### Exercise details:
Reproduce the entries shown below only from the line with "Please identify the white" down to the line with "Please identify the window", keeping both end lines and copying each one exactly.

### Data records:
★ ★ ★ ★

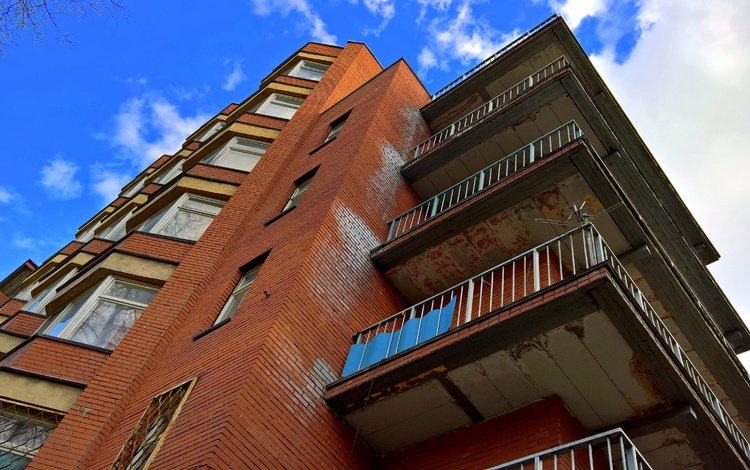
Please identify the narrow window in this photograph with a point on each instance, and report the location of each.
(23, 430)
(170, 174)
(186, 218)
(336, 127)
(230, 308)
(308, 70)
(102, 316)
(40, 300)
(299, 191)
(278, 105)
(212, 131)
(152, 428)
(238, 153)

★ ★ ★ ★

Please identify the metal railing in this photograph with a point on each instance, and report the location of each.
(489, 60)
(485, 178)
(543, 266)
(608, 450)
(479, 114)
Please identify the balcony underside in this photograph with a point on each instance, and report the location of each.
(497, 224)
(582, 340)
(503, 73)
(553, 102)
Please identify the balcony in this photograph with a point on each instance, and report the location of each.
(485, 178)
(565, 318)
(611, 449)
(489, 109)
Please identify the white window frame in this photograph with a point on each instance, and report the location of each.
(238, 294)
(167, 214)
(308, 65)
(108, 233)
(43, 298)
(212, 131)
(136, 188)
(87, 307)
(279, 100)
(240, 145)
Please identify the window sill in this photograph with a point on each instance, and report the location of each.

★ ★ ★ ★

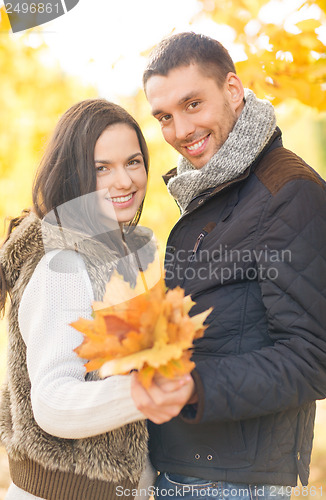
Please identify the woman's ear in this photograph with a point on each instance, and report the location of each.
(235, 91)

★ ★ ★ ★

### The completed task:
Please identify the white window frame in this photograph with a point on each instance, and report the location of each.
(238, 294)
(167, 214)
(308, 65)
(108, 233)
(43, 298)
(212, 131)
(136, 188)
(87, 307)
(279, 100)
(240, 145)
Please identify the window sill in this photograph with a point on each instance, and report the location of each.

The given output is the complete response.